Wherever "target" appears in a line of the listing, that line should be returned.

» PROVIDED DATA

▼▼▼

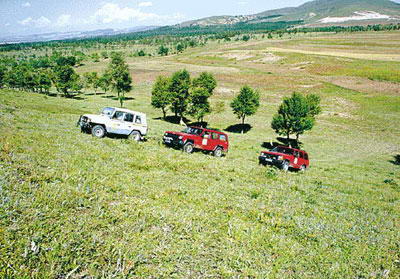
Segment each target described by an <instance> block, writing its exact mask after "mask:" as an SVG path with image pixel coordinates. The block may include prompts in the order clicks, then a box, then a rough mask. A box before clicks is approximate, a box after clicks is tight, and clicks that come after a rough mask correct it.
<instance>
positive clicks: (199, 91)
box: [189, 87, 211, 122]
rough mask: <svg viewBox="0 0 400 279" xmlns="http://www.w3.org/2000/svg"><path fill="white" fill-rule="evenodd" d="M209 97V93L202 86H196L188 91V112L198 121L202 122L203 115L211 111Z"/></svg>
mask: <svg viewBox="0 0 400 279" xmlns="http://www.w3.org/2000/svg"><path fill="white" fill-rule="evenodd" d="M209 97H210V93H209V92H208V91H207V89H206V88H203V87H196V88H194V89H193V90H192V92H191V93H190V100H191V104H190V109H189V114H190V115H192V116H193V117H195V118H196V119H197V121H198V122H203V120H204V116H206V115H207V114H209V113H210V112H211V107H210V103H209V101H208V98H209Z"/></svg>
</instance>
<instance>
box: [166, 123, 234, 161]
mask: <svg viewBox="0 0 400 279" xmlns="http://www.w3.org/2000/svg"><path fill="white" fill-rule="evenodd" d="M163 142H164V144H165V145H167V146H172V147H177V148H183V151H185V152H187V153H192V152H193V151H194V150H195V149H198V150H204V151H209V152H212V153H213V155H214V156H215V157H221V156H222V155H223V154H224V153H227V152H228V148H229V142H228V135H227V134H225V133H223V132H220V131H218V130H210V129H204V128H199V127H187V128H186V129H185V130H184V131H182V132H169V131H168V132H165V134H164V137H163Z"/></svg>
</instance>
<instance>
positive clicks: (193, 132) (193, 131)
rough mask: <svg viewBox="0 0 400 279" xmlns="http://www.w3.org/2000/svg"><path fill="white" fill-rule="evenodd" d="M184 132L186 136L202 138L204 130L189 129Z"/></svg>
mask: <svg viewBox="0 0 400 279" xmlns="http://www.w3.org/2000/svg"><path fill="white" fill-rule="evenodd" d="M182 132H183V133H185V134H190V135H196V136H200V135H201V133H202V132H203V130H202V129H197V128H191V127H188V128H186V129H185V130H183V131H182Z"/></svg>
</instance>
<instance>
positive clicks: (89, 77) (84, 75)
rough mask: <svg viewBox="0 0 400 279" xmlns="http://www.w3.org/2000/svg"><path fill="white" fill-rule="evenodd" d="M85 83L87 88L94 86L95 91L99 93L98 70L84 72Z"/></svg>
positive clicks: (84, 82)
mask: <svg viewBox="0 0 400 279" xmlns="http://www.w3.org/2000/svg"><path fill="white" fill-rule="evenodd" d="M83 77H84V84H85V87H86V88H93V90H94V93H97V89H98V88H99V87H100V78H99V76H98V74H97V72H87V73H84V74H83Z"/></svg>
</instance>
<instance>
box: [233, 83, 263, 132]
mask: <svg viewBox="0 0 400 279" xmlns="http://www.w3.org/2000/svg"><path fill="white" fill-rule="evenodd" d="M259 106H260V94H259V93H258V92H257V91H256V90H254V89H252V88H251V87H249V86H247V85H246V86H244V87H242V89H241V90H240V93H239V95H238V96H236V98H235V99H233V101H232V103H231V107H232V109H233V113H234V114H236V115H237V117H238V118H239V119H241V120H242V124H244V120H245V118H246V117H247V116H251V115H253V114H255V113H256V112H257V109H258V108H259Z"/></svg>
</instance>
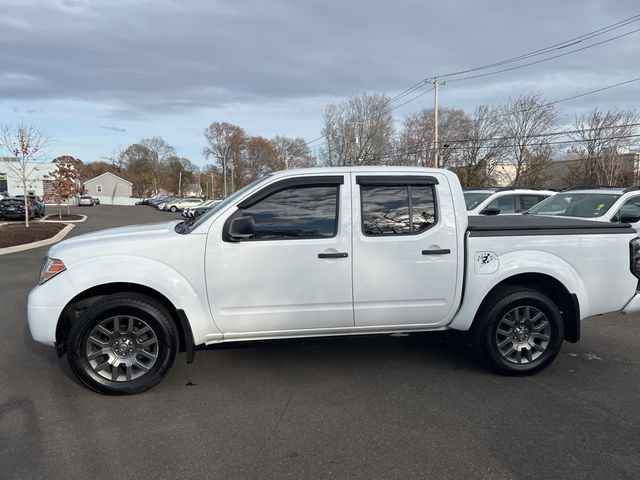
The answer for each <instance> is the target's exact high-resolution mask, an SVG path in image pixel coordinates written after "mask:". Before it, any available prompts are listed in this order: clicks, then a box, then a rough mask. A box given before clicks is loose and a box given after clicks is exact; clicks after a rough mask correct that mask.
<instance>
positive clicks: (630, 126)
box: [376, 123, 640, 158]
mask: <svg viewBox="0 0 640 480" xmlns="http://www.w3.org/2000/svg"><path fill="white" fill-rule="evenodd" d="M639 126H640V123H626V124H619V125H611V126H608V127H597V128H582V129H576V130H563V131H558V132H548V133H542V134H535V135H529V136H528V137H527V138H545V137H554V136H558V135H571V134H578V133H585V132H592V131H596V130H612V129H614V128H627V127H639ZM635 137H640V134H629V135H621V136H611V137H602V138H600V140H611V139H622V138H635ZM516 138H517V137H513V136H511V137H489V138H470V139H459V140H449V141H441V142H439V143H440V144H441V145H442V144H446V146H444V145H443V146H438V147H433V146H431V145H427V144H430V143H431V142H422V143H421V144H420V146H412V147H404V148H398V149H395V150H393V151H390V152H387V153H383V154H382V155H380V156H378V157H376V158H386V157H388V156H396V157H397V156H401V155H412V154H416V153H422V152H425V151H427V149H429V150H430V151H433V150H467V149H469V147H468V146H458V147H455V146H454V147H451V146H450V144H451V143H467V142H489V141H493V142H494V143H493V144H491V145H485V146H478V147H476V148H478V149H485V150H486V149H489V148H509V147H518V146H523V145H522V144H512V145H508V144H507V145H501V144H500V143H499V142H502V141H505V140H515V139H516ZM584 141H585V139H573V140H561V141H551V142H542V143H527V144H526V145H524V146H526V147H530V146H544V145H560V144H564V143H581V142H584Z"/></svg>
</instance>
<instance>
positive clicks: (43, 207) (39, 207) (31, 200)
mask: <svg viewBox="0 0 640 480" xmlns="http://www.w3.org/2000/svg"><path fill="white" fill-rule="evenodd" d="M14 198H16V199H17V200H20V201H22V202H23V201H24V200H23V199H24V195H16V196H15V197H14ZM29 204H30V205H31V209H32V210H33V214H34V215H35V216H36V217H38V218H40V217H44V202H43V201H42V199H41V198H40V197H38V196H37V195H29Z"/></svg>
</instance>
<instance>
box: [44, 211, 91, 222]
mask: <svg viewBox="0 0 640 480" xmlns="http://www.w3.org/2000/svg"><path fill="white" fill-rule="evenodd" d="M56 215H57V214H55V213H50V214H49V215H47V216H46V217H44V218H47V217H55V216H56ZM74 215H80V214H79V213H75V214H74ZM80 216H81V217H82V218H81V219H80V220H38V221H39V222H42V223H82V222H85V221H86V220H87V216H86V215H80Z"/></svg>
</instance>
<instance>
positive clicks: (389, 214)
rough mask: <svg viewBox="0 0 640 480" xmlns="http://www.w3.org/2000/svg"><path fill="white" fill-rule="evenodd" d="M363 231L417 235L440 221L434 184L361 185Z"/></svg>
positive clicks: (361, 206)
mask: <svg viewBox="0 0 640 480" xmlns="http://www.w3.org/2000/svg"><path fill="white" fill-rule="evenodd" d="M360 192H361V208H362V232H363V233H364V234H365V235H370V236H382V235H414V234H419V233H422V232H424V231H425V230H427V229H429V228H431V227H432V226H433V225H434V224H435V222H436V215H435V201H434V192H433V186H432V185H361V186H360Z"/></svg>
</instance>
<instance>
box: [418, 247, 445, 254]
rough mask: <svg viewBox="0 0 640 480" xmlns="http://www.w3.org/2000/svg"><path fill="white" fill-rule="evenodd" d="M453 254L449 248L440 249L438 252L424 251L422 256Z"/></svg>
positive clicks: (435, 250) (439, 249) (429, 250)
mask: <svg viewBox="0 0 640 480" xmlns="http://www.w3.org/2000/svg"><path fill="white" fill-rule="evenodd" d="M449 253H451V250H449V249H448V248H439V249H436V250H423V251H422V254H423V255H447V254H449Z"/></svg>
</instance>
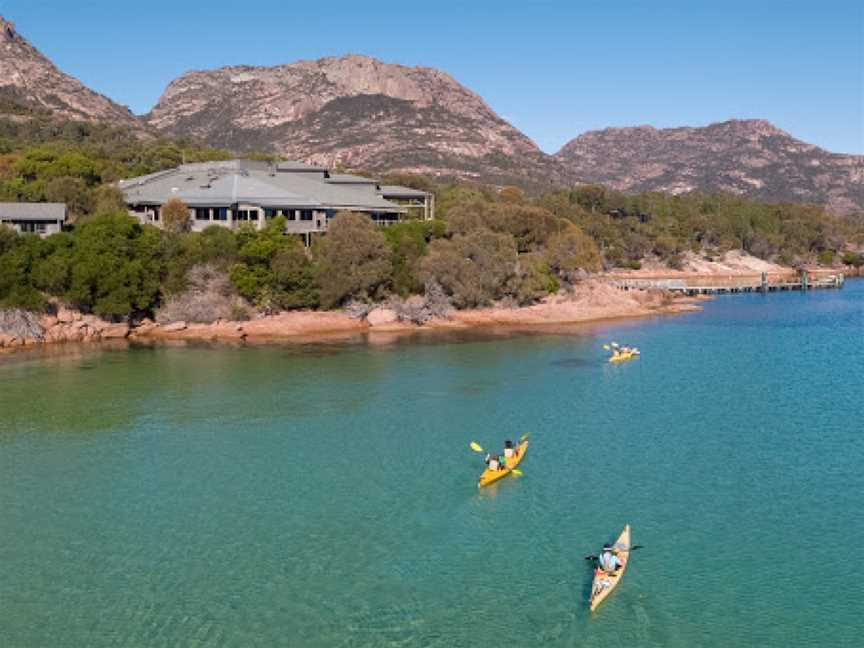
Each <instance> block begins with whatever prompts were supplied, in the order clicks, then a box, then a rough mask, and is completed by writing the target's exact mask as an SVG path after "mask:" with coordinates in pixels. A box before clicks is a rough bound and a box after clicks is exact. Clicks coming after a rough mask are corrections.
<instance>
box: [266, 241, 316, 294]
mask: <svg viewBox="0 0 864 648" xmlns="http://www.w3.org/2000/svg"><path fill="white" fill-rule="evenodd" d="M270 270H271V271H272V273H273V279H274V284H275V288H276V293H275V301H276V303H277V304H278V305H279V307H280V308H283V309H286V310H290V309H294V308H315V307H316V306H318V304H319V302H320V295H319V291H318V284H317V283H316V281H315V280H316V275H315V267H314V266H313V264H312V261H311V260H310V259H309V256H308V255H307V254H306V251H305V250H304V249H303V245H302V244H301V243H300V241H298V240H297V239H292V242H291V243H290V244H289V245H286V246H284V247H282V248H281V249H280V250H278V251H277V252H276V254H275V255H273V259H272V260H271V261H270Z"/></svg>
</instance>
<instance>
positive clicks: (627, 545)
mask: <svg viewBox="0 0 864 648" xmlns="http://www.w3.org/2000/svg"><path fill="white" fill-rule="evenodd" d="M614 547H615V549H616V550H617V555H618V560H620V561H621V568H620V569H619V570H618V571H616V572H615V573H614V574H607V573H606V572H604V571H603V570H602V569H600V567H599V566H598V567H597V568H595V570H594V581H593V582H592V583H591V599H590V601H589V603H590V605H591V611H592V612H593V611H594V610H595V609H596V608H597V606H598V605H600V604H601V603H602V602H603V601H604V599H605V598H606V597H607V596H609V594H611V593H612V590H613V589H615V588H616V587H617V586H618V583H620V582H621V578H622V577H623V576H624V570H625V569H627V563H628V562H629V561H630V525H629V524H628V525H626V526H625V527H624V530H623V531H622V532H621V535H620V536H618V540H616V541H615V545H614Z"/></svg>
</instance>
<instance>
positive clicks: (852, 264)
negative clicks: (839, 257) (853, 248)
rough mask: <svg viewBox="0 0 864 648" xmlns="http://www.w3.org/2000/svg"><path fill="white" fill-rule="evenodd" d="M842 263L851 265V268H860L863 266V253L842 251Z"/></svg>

▲▲▲

» COMPLETED EXERCISE
Segment each target described by an <instance> block, writing its exact mask after "mask:" as an SVG path with image pixel coordinates. The block may include prompts in the order clicks, then a box, then a rough mask. A box before clicks is approximate, a box after clicks is tight, and clicks that come after a rough mask correct it.
The answer for each <instance> is the target's exact high-resolution mask, an SVG path in image pixel coordinates written after "mask:". Before it, any available prompts are listed in this order: clicks, then a box, then a rough mask. A box given before clicks is loose and a box given after clicks is exact; clicks after a rough mask correct that mask.
Each <instance> block begins with whatever prompts were supplied, in the order clicks, then a box, then a rough mask, and is completed by writing the target's exact mask as an SVG path after "mask:" with coordinates in pixels. A box before clicks is a rough bound and a box after clicks is exact. Clicks coming after a rough mask are corrections.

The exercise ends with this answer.